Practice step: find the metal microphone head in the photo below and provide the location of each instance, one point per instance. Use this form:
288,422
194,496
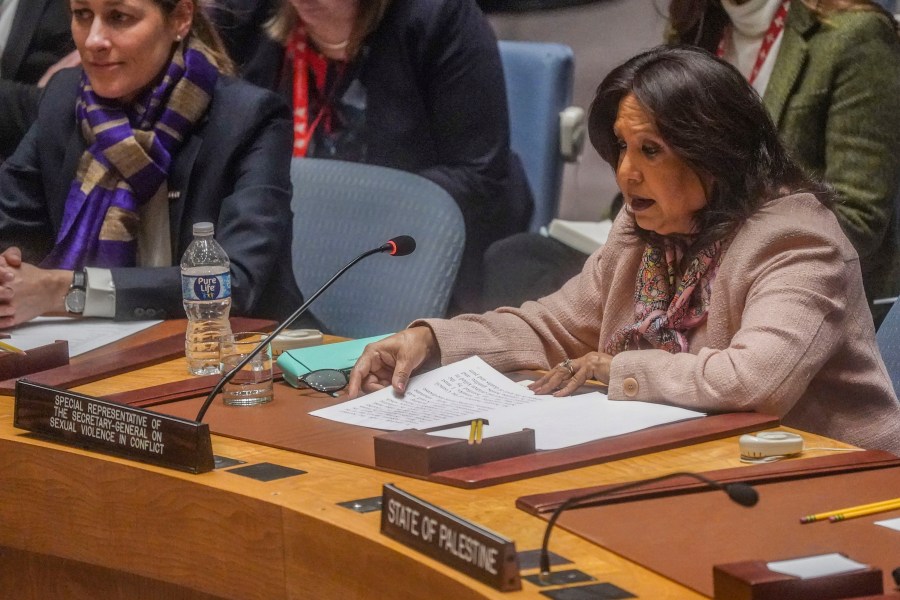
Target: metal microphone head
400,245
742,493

* * *

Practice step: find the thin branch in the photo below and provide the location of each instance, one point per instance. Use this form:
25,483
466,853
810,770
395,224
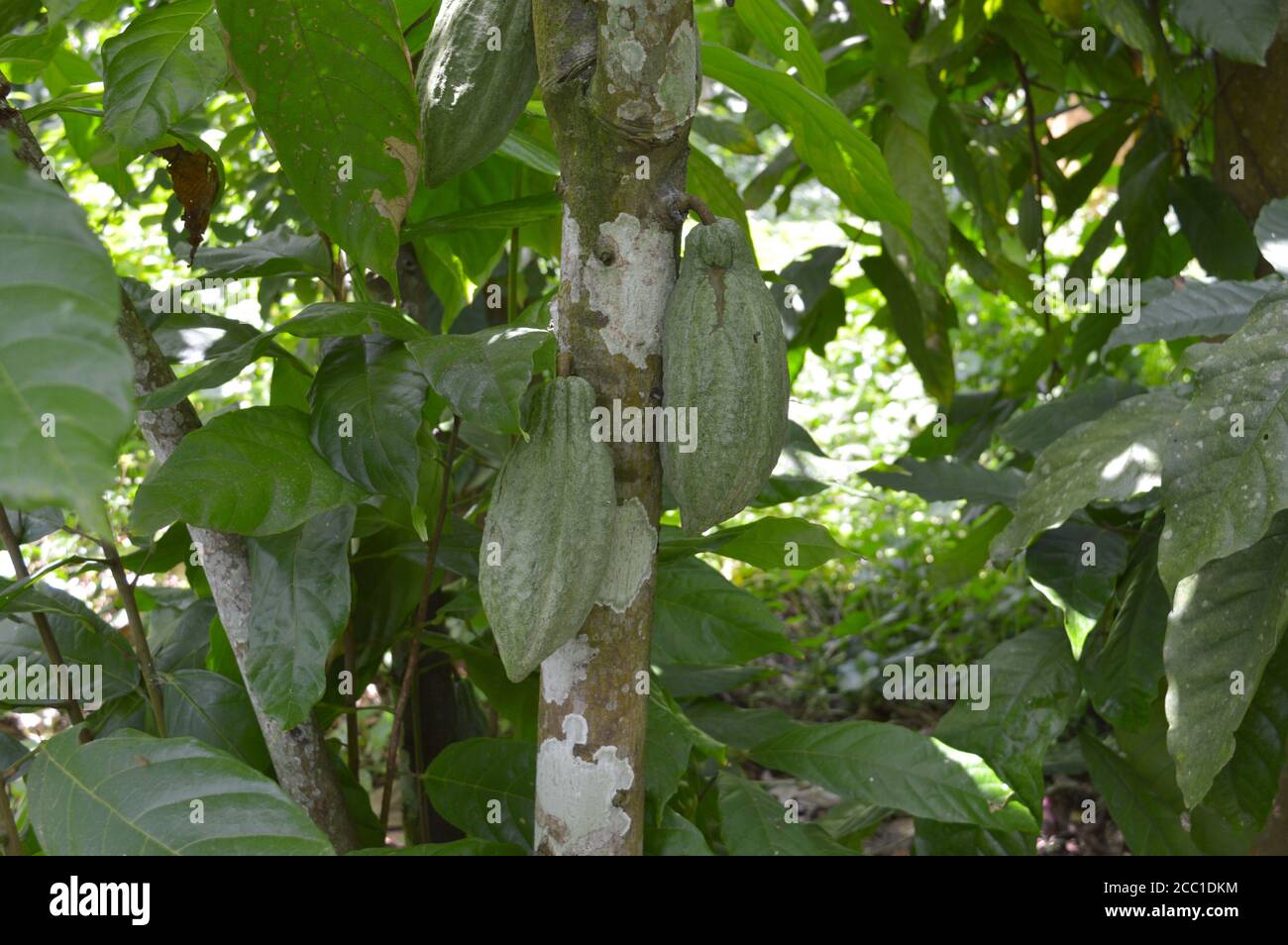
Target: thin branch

> **Written problem**
Rewrite the part of the records that opens with the line containing "Practice step: find the thin" and closes with the line containing "Target: thin branch", replacing "instance" with "occurrence" and keeping everything else unchanged. Leave the pictures out.

> **Reply**
Practice step: find the thin branch in the photo below and provide the location of each occurrence, one point per occurrence. Use this form:
25,483
466,853
810,770
395,224
Target: thin branch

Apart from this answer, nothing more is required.